[Exercise materials]
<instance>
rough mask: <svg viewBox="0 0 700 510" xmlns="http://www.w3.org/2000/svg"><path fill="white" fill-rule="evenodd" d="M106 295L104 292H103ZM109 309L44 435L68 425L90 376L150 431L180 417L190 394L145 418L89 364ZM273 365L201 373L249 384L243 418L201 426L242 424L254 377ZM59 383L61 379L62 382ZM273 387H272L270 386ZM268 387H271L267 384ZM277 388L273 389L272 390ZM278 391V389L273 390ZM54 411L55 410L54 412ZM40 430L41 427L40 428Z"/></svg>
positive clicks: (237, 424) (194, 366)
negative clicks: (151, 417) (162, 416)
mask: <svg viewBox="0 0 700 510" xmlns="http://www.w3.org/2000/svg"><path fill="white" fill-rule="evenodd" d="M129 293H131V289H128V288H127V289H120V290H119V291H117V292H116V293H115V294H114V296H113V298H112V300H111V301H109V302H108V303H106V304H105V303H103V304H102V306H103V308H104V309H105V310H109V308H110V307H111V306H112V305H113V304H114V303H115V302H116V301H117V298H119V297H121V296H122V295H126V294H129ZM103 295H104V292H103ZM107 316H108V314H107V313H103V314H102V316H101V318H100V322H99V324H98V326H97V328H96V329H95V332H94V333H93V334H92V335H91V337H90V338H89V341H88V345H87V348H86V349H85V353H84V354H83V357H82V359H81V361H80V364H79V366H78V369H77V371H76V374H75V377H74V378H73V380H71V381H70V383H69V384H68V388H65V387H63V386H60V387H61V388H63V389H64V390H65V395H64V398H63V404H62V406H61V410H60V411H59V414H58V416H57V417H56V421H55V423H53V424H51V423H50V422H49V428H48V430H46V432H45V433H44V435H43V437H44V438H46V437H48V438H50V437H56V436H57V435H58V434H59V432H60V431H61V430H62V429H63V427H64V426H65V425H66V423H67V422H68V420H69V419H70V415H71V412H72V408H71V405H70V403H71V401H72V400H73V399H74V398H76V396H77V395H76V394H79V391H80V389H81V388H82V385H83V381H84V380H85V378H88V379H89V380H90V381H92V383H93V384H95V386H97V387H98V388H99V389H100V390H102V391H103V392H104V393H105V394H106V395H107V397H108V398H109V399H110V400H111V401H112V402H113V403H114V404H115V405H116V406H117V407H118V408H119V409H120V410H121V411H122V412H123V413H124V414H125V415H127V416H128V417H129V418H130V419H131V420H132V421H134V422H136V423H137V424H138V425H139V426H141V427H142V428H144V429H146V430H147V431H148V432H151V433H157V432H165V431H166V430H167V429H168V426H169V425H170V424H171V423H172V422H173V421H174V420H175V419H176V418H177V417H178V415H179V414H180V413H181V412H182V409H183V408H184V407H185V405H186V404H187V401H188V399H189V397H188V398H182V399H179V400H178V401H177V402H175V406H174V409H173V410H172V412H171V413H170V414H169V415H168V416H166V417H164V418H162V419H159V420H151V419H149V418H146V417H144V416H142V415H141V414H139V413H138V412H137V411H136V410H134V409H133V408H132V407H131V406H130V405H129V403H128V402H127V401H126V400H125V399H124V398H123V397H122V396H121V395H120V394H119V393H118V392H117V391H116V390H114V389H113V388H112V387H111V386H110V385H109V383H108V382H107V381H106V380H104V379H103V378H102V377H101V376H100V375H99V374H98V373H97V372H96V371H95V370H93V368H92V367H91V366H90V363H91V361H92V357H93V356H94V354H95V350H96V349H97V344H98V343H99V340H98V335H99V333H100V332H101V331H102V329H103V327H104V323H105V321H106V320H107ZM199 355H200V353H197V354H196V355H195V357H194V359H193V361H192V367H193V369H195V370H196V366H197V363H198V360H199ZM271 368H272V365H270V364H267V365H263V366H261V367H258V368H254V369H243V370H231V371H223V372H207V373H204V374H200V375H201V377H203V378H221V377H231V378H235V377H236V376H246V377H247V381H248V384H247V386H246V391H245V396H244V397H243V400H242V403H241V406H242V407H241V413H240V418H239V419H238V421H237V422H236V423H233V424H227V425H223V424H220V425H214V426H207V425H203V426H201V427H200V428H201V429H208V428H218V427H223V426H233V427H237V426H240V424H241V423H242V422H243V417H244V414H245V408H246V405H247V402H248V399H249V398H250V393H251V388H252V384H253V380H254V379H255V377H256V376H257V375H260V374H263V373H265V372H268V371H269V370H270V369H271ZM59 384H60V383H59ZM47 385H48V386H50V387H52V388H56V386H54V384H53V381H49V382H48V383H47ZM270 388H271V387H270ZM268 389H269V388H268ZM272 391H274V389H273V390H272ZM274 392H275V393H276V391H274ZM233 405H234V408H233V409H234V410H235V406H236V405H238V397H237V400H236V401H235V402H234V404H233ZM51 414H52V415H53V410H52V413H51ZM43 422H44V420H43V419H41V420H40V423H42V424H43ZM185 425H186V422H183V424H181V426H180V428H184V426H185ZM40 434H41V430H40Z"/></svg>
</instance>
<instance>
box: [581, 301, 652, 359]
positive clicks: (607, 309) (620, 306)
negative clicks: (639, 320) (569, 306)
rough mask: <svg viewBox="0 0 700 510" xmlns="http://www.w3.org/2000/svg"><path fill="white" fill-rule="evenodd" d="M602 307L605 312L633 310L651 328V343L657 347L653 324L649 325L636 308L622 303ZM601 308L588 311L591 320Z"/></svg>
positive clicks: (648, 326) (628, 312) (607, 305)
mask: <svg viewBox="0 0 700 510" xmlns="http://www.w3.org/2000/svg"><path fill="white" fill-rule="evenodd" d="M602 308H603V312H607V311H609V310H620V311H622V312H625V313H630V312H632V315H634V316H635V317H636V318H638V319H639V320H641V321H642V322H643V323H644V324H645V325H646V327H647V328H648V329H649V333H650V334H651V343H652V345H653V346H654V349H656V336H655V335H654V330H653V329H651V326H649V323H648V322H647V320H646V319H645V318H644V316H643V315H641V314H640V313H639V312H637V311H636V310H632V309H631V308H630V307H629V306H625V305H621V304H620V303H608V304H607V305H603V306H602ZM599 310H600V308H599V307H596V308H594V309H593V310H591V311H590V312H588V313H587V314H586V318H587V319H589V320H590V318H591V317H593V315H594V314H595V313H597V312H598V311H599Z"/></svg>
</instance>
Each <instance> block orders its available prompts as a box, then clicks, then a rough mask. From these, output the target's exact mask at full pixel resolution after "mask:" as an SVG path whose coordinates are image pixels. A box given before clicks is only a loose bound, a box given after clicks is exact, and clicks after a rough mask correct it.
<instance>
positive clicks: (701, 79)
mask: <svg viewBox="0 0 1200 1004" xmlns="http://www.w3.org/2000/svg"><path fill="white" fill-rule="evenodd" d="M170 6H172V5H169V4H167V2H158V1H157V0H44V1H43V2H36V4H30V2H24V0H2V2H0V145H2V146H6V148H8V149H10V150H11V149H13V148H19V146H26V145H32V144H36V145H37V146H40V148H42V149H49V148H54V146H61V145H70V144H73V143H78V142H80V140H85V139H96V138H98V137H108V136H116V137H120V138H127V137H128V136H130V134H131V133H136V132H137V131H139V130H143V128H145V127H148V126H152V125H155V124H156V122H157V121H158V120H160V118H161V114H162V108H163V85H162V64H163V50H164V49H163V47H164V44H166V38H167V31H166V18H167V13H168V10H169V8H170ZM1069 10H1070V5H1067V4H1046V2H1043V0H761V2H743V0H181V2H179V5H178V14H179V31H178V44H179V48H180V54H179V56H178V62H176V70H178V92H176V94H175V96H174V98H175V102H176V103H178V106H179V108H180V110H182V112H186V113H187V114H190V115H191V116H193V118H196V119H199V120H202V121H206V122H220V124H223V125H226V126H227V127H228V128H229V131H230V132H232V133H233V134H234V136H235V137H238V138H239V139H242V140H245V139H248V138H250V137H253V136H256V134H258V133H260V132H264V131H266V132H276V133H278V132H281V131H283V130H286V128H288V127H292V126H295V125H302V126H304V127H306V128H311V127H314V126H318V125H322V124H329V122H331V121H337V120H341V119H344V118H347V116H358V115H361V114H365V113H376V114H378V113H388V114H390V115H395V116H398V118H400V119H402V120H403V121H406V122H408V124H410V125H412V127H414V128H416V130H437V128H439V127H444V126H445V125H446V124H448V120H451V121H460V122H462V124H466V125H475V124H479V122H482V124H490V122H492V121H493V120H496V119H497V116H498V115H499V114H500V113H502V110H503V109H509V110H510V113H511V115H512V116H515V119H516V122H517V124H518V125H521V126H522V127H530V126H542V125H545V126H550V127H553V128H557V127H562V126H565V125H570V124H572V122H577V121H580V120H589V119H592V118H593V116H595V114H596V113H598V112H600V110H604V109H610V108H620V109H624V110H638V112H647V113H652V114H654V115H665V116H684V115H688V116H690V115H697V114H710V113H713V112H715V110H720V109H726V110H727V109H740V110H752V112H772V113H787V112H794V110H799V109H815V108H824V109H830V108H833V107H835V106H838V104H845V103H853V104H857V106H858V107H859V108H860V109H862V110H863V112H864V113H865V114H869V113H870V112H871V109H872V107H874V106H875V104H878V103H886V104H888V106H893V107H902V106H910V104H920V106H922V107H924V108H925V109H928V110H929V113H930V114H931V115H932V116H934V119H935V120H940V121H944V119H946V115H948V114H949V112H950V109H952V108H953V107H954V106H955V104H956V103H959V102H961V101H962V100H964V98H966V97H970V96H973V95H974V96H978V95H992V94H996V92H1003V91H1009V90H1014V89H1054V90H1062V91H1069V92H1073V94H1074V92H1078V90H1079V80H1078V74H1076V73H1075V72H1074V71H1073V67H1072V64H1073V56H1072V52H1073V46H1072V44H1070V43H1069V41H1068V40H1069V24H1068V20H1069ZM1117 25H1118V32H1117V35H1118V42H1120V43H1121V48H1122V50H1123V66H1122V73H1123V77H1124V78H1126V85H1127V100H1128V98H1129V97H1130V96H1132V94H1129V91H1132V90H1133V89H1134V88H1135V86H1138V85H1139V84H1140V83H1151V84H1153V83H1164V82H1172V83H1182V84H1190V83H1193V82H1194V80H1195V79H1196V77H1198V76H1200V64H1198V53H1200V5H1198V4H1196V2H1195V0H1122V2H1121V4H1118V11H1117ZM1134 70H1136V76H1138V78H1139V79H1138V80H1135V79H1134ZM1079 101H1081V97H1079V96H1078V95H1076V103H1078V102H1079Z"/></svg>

[Prompt] Reproduce verbatim the lines of the records starting at the beginning of the records and ending at the line that contains "positive clicks: (237, 424) (194, 366)", with both ends included.

[Answer box]
<instance>
rough mask: <svg viewBox="0 0 700 510" xmlns="http://www.w3.org/2000/svg"><path fill="white" fill-rule="evenodd" d="M106 295L104 292H103ZM109 309L44 435L68 425L90 376L150 431L180 417L190 394L145 418L89 364ZM273 365L201 373L249 384L243 418L201 426L242 424L254 377ZM59 383L61 379L62 382ZM273 387H272L270 386ZM268 387H271L267 384ZM277 388L273 389L272 390ZM278 391V389L273 390ZM54 411L55 410L54 412ZM40 430L41 427L40 428Z"/></svg>
positive clicks: (237, 424) (194, 366)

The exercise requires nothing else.